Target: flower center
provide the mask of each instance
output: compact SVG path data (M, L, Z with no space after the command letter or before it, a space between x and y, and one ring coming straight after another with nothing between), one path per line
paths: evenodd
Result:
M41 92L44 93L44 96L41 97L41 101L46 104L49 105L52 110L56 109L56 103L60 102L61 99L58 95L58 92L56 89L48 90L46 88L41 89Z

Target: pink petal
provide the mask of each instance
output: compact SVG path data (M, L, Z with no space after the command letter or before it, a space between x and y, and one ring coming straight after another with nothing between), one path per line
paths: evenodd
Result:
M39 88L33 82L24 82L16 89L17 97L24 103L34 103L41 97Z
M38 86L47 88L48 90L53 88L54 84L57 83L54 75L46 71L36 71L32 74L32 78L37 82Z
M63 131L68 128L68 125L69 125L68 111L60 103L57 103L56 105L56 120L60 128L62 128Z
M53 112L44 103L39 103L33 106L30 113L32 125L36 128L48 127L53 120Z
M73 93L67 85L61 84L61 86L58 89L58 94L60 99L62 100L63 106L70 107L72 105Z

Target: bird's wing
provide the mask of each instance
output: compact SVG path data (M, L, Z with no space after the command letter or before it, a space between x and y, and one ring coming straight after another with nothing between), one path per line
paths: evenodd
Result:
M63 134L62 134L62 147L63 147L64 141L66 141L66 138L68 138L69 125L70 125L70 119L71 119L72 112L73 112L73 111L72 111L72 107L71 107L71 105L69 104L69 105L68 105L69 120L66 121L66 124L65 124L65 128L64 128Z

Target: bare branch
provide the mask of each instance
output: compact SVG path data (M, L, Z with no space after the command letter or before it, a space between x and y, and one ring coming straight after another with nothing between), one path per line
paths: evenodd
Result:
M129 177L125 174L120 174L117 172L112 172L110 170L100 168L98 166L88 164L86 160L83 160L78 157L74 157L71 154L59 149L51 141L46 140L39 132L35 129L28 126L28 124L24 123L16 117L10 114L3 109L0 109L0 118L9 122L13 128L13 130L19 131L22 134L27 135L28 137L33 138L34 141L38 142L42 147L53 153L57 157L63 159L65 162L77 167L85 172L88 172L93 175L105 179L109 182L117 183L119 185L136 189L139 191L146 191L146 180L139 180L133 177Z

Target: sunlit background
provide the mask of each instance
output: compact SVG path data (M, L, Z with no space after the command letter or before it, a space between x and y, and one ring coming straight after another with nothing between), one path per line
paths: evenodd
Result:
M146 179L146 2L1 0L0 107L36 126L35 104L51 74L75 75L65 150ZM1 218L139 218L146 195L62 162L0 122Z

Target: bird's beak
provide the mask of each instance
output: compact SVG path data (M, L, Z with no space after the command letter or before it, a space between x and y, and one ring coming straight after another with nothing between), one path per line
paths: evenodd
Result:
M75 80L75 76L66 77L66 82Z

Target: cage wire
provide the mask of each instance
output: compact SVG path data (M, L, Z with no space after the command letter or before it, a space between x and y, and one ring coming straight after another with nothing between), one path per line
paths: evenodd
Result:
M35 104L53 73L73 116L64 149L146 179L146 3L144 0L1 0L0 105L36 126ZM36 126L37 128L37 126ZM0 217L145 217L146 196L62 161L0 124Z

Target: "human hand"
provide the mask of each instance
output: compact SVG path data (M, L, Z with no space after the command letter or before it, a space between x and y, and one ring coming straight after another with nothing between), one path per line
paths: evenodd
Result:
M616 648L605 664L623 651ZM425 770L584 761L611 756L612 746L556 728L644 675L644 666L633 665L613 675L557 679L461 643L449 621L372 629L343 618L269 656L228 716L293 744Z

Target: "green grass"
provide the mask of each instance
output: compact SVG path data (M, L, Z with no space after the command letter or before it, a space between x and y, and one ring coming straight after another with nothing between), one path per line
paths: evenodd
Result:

***

EXERCISE TASK: Each line in the material above must be retyped without alteration.

EXERCISE RESULT:
Target: flower center
provide the mask of each instance
output: compact SVG path data (M, L, Z with no space after the command letter or before it, a space between x and y, and one ring coming straight after another with nothing between), one path per line
paths: evenodd
Result:
M41 92L44 93L44 96L41 97L41 101L46 104L49 105L52 110L56 109L56 103L60 102L61 99L58 95L58 92L56 89L48 90L46 88L41 89Z

Target: pink petal
provide the mask of each instance
output: compact SVG path data (M, L, Z with no space after the command letter or before it, a space between x and y, and one ring coming straight after another with nothing between), one path per line
paths: evenodd
Result:
M39 88L33 82L24 82L16 89L17 97L24 103L34 103L41 97Z
M38 86L47 88L48 90L53 88L54 84L57 83L54 75L46 71L36 71L32 74L32 78L37 82Z
M63 131L68 128L68 125L69 125L68 111L60 103L57 103L56 105L56 120L60 128L62 128Z
M53 112L44 103L39 103L33 106L30 113L32 125L36 128L48 127L53 120Z
M73 93L67 85L61 84L61 86L58 89L58 94L60 99L62 100L63 106L70 107L72 105Z

Target: bird's wing
provide the mask of each instance
output: compact SVG path data (M, L, Z with no space after the command letter or before it, a space between x and y, and one ring coming straight after another with nothing between), one path per line
paths: evenodd
Result:
M63 134L62 134L62 147L63 147L64 141L66 141L66 138L68 138L69 125L70 125L70 119L71 119L72 112L73 112L73 111L72 111L72 107L71 107L71 105L69 104L69 105L68 105L69 120L66 121L66 124L65 124L65 128L64 128Z

Target: bare branch
provide the mask of each instance
output: compact SVG path data (M, L, Z with no space after the command letter or before it, a space between x and y, and one ring coming straight after another with nothing between), one path per line
paths: evenodd
Result:
M129 177L125 174L120 174L117 172L112 172L110 170L100 168L98 166L88 164L86 160L83 160L78 157L74 157L71 154L59 149L51 141L46 140L39 132L35 129L28 126L28 124L24 123L16 117L10 114L3 109L0 109L0 118L9 122L13 128L13 130L19 131L22 134L27 135L28 137L33 138L34 141L38 142L42 147L53 153L57 157L63 159L65 162L77 167L85 172L88 172L93 175L105 179L109 182L117 183L119 185L136 189L139 191L146 191L146 180L139 180L133 177Z

Target: sunlit background
provide the mask of each instance
output: compact SVG path data (M, L, Z with no space after the command letter or before it, a space between x and y, and one ring coming straight after another with nothing between), one path per line
paths: evenodd
Result:
M146 179L146 2L1 0L0 107L36 126L35 104L51 74L75 75L65 150ZM1 218L139 218L146 195L62 162L0 122Z

Target: bird's beak
provide the mask of each instance
output: compact SVG path data (M, L, Z with no space after the command letter or before it, a space between x and y, and one ring coming straight after another with nothing between), one path per line
paths: evenodd
Result:
M75 80L75 76L66 77L66 82Z

Target: cage wire
provide the mask of each instance
output: compact SVG path data (M, L, Z with no space after the command letter or before it, a space between x and y, and one ring coming straight after another with nothing between), one path per line
paths: evenodd
Result:
M35 104L53 73L73 116L64 149L146 179L146 3L144 0L1 0L0 105L36 126ZM36 126L37 128L37 126ZM0 217L145 217L146 196L62 161L0 124Z

Target: "human hand"
provide the mask of each instance
output: compact SVG path data (M, L, Z with no space after the command letter or before it, a space between x and y, and one ring coming straight after another with nothing between), one path per line
paths: evenodd
Result:
M616 648L605 664L623 651ZM425 770L584 761L611 756L612 746L556 728L644 675L644 666L633 665L613 675L557 679L461 643L449 621L372 629L343 618L269 656L228 716L293 744Z

Target: "green grass"
provide the mask of each instance
output: compact SVG path data (M, L, Z with no space after the command letter or before it, a space between x and y, and one ring coming straight after another with nothing between), one path per line
paths: evenodd
Result:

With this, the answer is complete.